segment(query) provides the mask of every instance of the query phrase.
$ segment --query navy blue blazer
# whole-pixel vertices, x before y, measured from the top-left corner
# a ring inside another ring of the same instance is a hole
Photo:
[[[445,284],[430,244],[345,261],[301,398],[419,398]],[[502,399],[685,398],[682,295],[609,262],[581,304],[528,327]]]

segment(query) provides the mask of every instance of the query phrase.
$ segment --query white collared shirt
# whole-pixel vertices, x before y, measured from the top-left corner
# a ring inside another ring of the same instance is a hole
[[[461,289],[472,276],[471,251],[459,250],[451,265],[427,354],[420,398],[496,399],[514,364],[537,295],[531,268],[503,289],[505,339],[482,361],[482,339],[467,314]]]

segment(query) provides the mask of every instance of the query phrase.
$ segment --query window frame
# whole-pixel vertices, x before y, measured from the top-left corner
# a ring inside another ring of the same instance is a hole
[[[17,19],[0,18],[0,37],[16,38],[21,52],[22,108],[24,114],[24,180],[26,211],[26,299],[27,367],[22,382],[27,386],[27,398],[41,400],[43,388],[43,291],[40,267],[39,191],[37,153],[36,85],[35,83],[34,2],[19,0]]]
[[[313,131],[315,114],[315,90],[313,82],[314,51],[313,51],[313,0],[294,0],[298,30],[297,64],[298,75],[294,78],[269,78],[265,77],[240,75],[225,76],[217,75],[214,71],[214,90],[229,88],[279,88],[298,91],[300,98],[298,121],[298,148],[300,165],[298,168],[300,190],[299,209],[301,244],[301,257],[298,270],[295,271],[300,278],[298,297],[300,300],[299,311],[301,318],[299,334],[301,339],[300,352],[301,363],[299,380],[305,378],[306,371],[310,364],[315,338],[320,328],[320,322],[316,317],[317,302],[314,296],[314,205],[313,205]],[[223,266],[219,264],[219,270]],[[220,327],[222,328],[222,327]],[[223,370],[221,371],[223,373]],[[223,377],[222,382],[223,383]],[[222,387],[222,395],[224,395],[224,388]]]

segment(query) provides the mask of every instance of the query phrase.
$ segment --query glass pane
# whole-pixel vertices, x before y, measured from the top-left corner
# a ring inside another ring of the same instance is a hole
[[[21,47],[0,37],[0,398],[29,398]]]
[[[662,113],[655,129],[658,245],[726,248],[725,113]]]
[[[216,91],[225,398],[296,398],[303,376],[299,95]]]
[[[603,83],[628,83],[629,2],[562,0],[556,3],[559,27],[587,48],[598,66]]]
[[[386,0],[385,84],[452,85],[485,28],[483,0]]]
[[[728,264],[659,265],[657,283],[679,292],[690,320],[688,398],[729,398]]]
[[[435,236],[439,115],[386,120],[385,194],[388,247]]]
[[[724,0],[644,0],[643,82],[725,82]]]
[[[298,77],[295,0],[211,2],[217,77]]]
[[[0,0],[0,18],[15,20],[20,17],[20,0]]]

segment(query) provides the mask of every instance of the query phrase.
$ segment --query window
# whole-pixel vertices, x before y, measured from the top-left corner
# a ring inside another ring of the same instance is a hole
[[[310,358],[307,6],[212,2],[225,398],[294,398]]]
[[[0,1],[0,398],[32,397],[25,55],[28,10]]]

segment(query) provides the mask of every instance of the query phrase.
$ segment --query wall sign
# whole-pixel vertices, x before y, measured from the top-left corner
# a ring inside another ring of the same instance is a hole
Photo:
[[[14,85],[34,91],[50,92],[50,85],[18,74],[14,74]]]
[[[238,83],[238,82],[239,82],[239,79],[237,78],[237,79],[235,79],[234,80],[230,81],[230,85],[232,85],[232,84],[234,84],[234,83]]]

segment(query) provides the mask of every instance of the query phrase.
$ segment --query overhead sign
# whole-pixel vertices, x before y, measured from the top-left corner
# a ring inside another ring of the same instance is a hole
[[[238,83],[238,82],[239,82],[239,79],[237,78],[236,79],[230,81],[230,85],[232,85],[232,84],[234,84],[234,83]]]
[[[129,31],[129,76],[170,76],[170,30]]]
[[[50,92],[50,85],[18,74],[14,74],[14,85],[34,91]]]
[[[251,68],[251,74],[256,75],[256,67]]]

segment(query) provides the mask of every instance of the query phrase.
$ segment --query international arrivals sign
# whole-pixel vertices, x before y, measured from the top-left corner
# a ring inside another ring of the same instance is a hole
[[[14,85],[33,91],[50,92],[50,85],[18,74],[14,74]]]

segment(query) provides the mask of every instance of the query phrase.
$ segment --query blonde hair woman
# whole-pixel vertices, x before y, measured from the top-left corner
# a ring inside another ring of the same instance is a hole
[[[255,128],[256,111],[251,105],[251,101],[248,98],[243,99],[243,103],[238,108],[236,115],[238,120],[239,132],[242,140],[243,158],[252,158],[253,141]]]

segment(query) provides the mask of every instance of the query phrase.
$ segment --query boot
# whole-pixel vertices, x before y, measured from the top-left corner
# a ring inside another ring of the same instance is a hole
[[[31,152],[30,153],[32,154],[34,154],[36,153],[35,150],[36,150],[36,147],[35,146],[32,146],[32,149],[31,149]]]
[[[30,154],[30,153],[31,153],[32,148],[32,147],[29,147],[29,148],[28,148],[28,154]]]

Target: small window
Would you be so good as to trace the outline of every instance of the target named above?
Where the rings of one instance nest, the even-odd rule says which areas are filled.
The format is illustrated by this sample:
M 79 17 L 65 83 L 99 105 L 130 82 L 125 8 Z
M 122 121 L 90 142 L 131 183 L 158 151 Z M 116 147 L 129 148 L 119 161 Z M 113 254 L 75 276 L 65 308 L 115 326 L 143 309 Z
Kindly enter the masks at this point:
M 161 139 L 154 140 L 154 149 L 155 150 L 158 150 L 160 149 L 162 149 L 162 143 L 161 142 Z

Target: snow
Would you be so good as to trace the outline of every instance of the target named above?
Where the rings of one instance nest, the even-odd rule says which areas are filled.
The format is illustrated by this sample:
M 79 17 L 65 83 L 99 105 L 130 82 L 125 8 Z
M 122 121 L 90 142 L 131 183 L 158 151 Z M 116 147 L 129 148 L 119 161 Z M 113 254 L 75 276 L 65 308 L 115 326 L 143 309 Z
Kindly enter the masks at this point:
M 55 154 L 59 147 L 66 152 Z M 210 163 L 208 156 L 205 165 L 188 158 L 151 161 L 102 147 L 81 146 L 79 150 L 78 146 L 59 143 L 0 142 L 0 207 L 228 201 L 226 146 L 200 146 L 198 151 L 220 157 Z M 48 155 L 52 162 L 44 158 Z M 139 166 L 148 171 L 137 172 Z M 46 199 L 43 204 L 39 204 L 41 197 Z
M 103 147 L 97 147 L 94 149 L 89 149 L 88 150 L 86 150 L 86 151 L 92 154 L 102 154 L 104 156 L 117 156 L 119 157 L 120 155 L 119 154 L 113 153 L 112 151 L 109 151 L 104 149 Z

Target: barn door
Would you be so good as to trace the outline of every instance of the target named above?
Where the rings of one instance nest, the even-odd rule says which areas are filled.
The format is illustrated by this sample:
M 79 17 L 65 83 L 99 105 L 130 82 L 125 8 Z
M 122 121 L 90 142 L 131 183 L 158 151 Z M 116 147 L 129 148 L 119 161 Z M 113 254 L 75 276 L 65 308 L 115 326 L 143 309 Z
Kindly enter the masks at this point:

------------------------------------------------

Return all of the entries above line for line, without changing, adding or dropping anything.

segment(query) provides the mask of every instance of the query phrase.
$ segment --query navy blue blazer
# whole-pixel vertices, x before y, measured from the top-left corner
# a ring inside another ring of the same instance is a hole
Photo:
[[[445,284],[430,244],[345,261],[301,398],[419,398]],[[502,399],[685,398],[682,295],[609,262],[581,304],[528,327]]]

segment(query) provides the mask of every instance of the query phrase.
$ segment --query white collared shirt
# whole-pixel vertices, x before y, measured from the top-left corner
# a ring inside another ring of the same instance is a hole
[[[461,289],[472,276],[471,251],[459,250],[451,265],[427,354],[420,398],[496,399],[514,364],[537,295],[531,268],[503,289],[505,339],[482,361],[482,339],[467,314]]]

segment(query) provides the mask of every instance of the query phrase.
$ segment --query window frame
# whole-pixel vertices, x before y, measured from the top-left corner
# a ring inside another ring of the same instance is a hole
[[[17,19],[0,18],[0,37],[16,38],[21,52],[22,108],[24,114],[24,180],[26,211],[26,299],[27,367],[22,382],[27,386],[27,398],[41,400],[43,388],[43,291],[40,267],[39,191],[37,153],[36,85],[35,83],[34,2],[19,0]]]
[[[313,131],[315,114],[315,90],[313,82],[314,51],[313,51],[313,0],[294,0],[298,30],[297,64],[298,75],[294,78],[269,78],[265,77],[240,75],[225,76],[217,75],[214,71],[214,90],[229,88],[279,88],[298,91],[300,98],[298,121],[298,148],[300,165],[298,168],[300,190],[299,209],[301,244],[301,257],[298,270],[295,271],[300,278],[298,297],[300,300],[299,311],[301,318],[299,334],[301,339],[300,352],[301,363],[299,380],[305,378],[306,371],[310,364],[315,338],[320,328],[320,322],[316,317],[317,302],[314,296],[314,205],[313,205]],[[223,266],[219,264],[219,270]],[[220,327],[222,328],[222,327]],[[223,370],[221,371],[223,373]],[[223,377],[222,382],[223,383]],[[222,387],[222,395],[224,395],[224,388]]]

segment(query) provides the mask of every instance of the query phrase.
$ segment --query glass pane
# whole-pixel vertices, x before y, measured from the top-left corner
# a ring inside another ring of the same instance is a hole
[[[21,47],[0,37],[0,398],[29,398]]]
[[[662,113],[655,129],[658,245],[726,248],[725,113]]]
[[[216,91],[225,398],[296,398],[303,376],[299,95]]]
[[[603,83],[628,83],[629,2],[562,0],[556,3],[559,27],[587,48],[598,66]]]
[[[386,0],[385,84],[452,85],[485,28],[483,0]]]
[[[728,264],[659,265],[657,283],[679,292],[690,320],[688,398],[729,398]]]
[[[435,236],[439,115],[386,120],[385,194],[388,247]]]
[[[724,0],[644,0],[643,82],[725,82]]]
[[[298,77],[295,0],[211,2],[217,77]]]
[[[0,0],[0,18],[15,20],[20,17],[20,0]]]

segment(query) provides the mask of every instance of the query phrase.
$ segment --query window
# whole-pixel vertices, x before y, measured from the top-left corner
# a ring inside another ring of the same instance is a hole
[[[310,358],[307,6],[212,2],[225,398],[294,398]]]
[[[0,1],[0,398],[32,397],[25,55],[28,10]]]

segment(query) provides the mask of every instance of the query phrase.
$ segment --query wall sign
# whole-pixel vertices, x before y, measured from the top-left corner
# a ring inside another ring of the same instance is a hole
Photo:
[[[14,85],[34,91],[50,92],[50,85],[18,74],[14,74]]]
[[[238,83],[238,82],[239,82],[239,79],[237,78],[237,79],[235,79],[234,80],[230,81],[230,85],[232,85],[232,84],[234,84],[234,83]]]

segment(query) provides the mask of every instance of the query phrase.
$ segment --query overhead sign
# whole-pixel vertices, x before y, measured from the top-left corner
# a ring inside another ring of the same instance is a hole
[[[238,83],[238,82],[239,82],[239,79],[237,78],[236,79],[230,81],[230,85],[232,85],[232,84],[234,84],[234,83]]]
[[[129,31],[129,76],[170,76],[170,30]]]
[[[50,92],[50,85],[18,74],[14,74],[14,85],[34,91]]]
[[[251,68],[251,74],[256,75],[256,67]]]

segment(query) provides the mask of every instance of the query phrase.
$ segment --query international arrivals sign
# whole-pixel vertices, x before y, measured from the top-left corner
# a ring inside another ring of the same instance is a hole
[[[14,85],[33,91],[50,92],[50,85],[18,74],[14,74]]]

segment(query) provides the mask of every instance of the query phrase.
$ segment --query blonde hair woman
# whole-pixel vertices, x before y, measured from the top-left corner
# a ring inside another ring of the same instance is a hole
[[[255,128],[256,111],[251,105],[251,101],[248,98],[243,99],[243,103],[238,108],[236,115],[238,120],[239,132],[242,140],[243,158],[252,158],[253,141]]]

segment(query) provides the mask of every instance of the query phrase.
$ segment --query boot
# whole-pixel vertices, x before y, measured from the top-left corner
# a ring inside another ring of the same instance is a hole
[[[31,152],[30,153],[32,154],[34,154],[36,153],[35,150],[36,150],[36,147],[35,146],[32,146],[32,149],[31,149]]]
[[[30,154],[30,153],[31,153],[32,148],[32,147],[29,147],[29,148],[28,148],[28,154]]]

Target: small window
Would you be so good as to trace the outline of every instance of the target named above?
Where the rings of one instance nest, the even-odd rule says which areas are filled.
The format is illustrated by this sample:
M 79 17 L 65 83 L 99 105 L 130 82 L 125 8 Z
M 122 121 L 90 142 L 131 183 L 158 151 Z M 116 147 L 129 148 L 119 161 Z M 113 254 L 75 276 L 65 308 L 115 326 L 143 309 Z
Kindly enter the masks at this point:
M 161 139 L 154 140 L 154 149 L 155 150 L 158 150 L 160 149 L 162 149 L 162 143 L 161 142 Z

Target: snow
Would you be so good as to trace the outline of every instance of the target named above?
Where the rings of one instance nest, the even-odd rule says which areas are filled.
The format is illustrated by this sample:
M 79 17 L 65 83 L 99 105 L 130 82 L 125 8 Z
M 122 121 L 90 142 L 131 183 L 158 151 Z M 116 147 L 129 148 L 119 161 Z M 113 254 L 75 276 L 65 308 L 115 326 L 143 309 Z
Kindly enter the masks at this point:
M 55 154 L 59 147 L 66 152 Z M 210 163 L 208 156 L 205 165 L 188 158 L 151 161 L 102 147 L 81 146 L 79 150 L 78 146 L 59 143 L 0 142 L 0 207 L 228 201 L 226 146 L 200 146 L 198 151 L 220 157 Z M 48 155 L 52 162 L 44 158 Z M 139 166 L 148 171 L 137 172 Z M 46 199 L 43 204 L 39 204 L 41 197 Z
M 103 147 L 97 147 L 94 149 L 89 149 L 88 150 L 86 150 L 86 151 L 92 154 L 102 154 L 104 156 L 117 156 L 119 157 L 120 155 L 119 154 L 113 153 L 112 151 L 109 151 L 104 149 Z

Target: barn door
Would you be so good as to trace the outline of every instance of the target named above?
Where the rings of one instance nest, the even-odd rule says which areas are filled.
The format is illustrated by this sample:
M 79 17 L 65 83 L 99 105 L 130 82 L 125 8 Z
M 122 121 L 90 142 L 131 183 L 158 151 Z M 116 147 L 129 148 L 119 161 Z M 113 254 L 75 276 L 65 308 L 115 326 L 143 309 Z
Kindly enter the masks at this point:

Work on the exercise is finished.